§ Document text:
However, he notes that the argument about whether stringent labour laws are directly a result of disinvest- ment in the economy has been ongoing.
“Not everyone agrees with this, how- ever, as the South African economy has been growing steadily for a number of years, if one does not consider the recent recession. I have found that corporations and governments primarily look at the opportunities that exist, rather than the problems,” Nel explains.
By way of example, he cites South Africa’s recent invitation to join the Brics coalition of Brazil, Russia, India and China.
“Many consider South Africa too small to be a member of Brics; however, China is looking at South Africa as the gateway to the African continent, and this is a prime example that stringent labour laws by no means influence solid investment and development strategies,” he adds.
However, he questions how efficiently these labour laws are being managed.
He says that section 232 of the South African Constitution stipulates that customary international law is law in the Republic, unless it is inconsistent with the Constitution or an Act of parliament.

§ Given information:
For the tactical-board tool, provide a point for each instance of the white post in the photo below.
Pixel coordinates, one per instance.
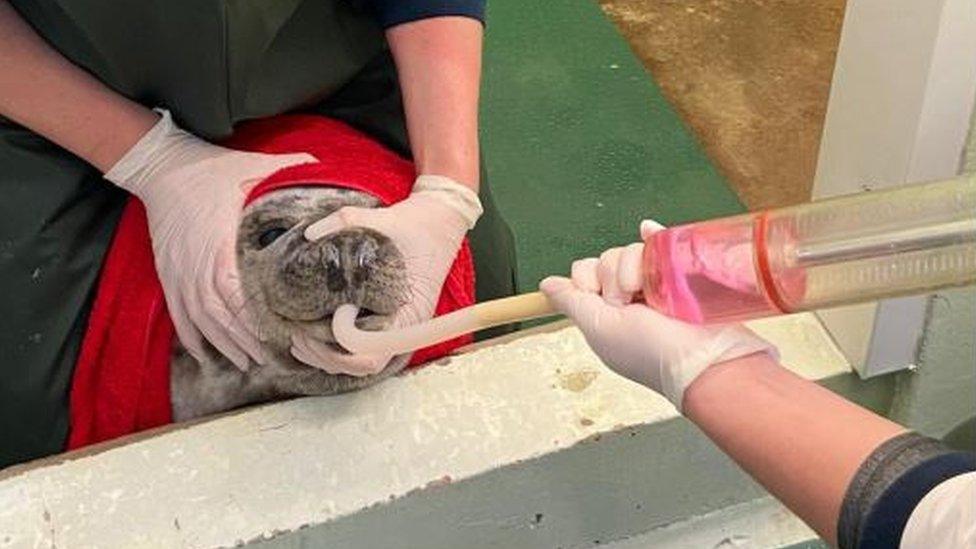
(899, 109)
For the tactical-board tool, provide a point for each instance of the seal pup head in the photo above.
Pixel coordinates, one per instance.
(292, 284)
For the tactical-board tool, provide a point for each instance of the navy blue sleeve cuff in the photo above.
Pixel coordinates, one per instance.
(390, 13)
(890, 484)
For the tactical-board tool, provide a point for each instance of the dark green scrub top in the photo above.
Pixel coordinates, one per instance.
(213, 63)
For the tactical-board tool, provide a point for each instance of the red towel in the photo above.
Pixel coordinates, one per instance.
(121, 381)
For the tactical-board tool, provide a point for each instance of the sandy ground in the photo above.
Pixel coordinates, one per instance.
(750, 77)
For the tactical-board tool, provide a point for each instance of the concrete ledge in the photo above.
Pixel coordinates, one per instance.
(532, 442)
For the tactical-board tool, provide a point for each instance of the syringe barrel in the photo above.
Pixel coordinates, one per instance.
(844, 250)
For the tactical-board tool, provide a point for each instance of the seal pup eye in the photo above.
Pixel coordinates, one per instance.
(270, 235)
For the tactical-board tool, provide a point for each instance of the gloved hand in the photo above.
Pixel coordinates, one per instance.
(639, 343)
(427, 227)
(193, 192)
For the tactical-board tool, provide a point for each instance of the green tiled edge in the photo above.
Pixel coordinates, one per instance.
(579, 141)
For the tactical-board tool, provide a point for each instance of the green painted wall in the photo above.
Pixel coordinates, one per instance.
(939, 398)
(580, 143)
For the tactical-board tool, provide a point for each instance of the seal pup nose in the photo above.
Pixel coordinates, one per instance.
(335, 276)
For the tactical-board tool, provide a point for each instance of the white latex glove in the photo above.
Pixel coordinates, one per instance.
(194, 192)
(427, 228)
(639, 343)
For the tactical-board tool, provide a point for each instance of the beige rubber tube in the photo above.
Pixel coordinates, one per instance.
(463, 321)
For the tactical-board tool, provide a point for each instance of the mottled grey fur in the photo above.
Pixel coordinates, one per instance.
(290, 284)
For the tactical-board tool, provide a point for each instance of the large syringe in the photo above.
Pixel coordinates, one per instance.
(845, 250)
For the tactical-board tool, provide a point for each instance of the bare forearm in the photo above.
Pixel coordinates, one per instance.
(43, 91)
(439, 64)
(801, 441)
* * *
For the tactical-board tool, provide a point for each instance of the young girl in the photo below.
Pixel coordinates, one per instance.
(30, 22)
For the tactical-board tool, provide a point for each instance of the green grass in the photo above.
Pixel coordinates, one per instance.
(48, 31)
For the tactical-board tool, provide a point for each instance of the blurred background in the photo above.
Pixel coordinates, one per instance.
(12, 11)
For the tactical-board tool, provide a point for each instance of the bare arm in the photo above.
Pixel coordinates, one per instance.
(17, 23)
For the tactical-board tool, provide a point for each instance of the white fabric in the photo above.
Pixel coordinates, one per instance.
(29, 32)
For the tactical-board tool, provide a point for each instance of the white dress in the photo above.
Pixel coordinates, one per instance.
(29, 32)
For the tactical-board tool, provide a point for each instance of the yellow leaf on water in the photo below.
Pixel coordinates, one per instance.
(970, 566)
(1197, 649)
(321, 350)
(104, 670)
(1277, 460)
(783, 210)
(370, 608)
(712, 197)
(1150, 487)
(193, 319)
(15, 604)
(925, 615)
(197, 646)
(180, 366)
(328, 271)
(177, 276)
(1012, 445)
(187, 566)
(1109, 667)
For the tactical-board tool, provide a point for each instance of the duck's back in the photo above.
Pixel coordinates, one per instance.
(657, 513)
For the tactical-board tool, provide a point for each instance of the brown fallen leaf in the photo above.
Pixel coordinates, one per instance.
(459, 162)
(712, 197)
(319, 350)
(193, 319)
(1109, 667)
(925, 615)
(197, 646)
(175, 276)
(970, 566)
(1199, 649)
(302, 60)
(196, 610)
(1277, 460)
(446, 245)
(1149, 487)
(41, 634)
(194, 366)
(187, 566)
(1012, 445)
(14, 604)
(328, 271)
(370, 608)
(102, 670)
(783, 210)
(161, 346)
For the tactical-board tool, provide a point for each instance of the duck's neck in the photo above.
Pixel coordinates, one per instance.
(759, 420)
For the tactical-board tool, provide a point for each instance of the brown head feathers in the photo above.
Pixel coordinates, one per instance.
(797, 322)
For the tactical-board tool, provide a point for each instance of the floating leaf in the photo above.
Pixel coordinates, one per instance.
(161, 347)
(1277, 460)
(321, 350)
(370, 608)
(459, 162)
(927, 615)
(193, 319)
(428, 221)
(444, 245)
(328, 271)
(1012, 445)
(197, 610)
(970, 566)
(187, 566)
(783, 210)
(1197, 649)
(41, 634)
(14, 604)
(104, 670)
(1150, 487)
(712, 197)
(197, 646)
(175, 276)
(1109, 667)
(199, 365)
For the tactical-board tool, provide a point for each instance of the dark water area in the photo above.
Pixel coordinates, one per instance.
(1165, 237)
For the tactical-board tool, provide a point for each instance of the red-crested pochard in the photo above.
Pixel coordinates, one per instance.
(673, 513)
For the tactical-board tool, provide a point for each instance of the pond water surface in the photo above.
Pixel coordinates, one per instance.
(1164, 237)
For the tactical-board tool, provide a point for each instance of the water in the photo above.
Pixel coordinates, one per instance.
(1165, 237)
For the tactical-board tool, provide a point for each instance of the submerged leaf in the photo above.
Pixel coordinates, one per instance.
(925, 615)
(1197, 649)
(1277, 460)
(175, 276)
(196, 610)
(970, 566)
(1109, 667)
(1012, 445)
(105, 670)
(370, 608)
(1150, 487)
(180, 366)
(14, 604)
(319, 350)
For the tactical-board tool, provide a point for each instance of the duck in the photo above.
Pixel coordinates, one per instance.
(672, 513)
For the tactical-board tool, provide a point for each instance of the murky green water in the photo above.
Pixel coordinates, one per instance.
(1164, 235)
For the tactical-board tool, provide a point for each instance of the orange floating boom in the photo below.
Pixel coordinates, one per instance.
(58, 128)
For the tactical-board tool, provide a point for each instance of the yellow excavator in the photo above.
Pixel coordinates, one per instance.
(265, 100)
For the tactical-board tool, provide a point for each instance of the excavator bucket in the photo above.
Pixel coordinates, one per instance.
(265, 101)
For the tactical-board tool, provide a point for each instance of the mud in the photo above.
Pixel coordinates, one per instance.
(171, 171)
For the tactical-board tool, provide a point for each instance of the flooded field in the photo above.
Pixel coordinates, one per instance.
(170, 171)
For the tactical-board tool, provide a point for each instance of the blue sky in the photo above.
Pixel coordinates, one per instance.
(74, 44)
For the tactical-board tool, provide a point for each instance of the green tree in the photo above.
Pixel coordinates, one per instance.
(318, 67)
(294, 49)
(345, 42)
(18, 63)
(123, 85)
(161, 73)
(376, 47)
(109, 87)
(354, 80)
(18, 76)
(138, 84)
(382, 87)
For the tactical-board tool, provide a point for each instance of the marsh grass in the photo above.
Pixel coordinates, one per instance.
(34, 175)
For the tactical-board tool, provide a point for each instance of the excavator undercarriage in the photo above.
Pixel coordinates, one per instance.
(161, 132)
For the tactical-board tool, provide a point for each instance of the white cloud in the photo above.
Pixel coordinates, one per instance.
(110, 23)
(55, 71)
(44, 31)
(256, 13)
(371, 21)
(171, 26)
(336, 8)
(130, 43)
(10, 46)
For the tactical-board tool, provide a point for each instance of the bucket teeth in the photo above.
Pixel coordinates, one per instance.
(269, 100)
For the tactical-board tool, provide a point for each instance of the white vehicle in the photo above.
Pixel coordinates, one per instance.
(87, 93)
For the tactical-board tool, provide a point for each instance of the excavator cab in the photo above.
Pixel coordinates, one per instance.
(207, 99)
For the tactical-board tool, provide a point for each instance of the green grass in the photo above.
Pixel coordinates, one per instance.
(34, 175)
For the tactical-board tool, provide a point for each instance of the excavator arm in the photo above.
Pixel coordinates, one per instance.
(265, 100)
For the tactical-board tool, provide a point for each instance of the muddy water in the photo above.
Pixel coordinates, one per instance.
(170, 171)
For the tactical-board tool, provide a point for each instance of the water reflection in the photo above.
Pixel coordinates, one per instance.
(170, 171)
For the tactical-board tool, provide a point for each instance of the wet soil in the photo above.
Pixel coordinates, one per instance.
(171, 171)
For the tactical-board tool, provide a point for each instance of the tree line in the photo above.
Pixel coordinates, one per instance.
...
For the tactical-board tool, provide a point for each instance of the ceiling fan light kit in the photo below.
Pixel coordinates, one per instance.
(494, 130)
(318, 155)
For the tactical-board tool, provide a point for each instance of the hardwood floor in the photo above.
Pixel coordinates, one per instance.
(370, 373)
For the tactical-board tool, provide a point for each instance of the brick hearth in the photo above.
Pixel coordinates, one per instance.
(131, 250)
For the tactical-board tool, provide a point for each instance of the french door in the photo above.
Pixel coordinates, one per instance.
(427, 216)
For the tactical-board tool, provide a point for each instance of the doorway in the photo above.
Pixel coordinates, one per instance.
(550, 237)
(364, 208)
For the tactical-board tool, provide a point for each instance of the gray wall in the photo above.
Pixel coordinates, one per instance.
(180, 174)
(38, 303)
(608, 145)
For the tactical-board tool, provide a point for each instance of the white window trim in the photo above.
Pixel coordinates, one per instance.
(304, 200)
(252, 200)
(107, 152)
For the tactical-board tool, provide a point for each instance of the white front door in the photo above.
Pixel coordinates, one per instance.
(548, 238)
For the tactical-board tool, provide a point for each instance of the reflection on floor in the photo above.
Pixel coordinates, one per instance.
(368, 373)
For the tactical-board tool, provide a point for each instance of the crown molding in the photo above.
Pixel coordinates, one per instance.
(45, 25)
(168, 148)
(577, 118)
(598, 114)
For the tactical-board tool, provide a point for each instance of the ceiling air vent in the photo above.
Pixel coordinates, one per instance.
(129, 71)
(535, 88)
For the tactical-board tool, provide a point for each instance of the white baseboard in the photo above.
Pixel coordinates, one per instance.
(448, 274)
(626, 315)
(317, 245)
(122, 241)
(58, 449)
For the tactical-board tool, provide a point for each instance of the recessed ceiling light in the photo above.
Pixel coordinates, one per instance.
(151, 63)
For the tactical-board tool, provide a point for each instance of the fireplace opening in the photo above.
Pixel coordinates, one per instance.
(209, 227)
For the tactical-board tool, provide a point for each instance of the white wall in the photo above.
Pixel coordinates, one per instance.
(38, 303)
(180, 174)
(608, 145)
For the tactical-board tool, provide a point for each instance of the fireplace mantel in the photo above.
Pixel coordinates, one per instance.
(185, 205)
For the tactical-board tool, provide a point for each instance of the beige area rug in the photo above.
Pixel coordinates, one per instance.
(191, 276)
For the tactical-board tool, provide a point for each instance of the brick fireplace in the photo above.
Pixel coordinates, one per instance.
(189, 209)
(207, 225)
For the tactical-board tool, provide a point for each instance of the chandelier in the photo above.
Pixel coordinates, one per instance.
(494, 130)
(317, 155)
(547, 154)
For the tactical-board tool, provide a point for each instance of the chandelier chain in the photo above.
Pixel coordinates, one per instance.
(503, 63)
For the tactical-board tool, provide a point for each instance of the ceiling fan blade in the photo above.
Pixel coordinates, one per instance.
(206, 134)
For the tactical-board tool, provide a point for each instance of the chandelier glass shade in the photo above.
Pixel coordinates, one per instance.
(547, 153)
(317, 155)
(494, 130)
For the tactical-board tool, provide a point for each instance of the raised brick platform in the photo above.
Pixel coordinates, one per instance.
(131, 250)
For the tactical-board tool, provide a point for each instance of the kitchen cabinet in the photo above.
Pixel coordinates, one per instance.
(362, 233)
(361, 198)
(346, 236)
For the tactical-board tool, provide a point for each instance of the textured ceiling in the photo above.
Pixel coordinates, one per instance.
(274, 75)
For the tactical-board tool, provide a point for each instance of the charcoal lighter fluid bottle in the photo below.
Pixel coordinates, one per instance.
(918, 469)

§ To be done:
1. In the text on South African labor laws, how would you translate this sentence into Spanish: "By way of example, he cites South Africa’s recent invitation to join the Brics coalition of Brazil, Russia, India and China."?
2. Write the next part of the text on South African labor laws, picking up after its final sentence.

§ Solved problems:
1. A modo de ejemplo, cita la reciente invitación a Sudáfrica para unirse a la coalición Brics de Brasil, Rusia, India y China.

2.
“Being a member of the ILO, South Africa participates in international policies. For example, the South African government is aiming to create decent work for all, which is consistent with the stand of the ILO. This is also the underlying objective of the proposed amendment bill, but when one looks at how government went ahead and initiated the proposal, I find it hard to understand why government seemingly didn’t acknowledge certain key institutions, bodies, or persons that are key to this process,” Nel says.
He adds that the South African Society for Labour Law expressed concern that government did not discuss the proposal with the National Economic Development and Labour Council prior to its publication, and questions whether input from the Judge President of the labour court or Commission for Conciliation, Mediation and Arbitration (CCMA) National Directorate was obtained.
He adds that the “effective ban” of labour brokers is also an area of concern.
“Even though the proposed bill does not outright ban temporary employment services (TES), it does remove the incentive for employers to use labour brokers. Generally, there is agreement that managing labour laws to prohibit the use of TES could result in more unemployment,” he says.
Further, he states that it is the prevalence of crime, corruption and political tension in South Africa, that scares investors away, rather than the country’s labour laws.
“Despite investors being somewhat wary of investing in business in South Africa because the legislative framework allows strikes and protests (within boundaries), this is not what ultimately prevents them from investing,” he says.
However, he says that South Africa continually deploys sound macroeconomic policies that seem to be drawing investors, despite the country’s stringent labour laws.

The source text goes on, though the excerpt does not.